▶ [Task requirements]:
Write out every line of the records below verbatim, omitting the pictures.
+ + + +
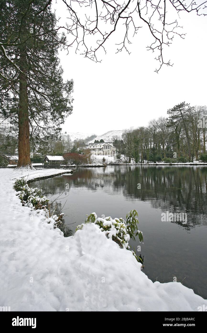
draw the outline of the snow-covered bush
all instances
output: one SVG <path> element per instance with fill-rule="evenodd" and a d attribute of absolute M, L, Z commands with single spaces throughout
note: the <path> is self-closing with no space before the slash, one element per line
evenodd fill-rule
+ + + +
▶ [Answer in full]:
draw the outline of the snow-covered bush
all instances
output: one SVG <path> element per instance with fill-rule="evenodd" and a d attribute of absolute M, L, Z commands with single spaces throughout
note: the <path> is self-closing with no space before the slash, one element per line
evenodd fill-rule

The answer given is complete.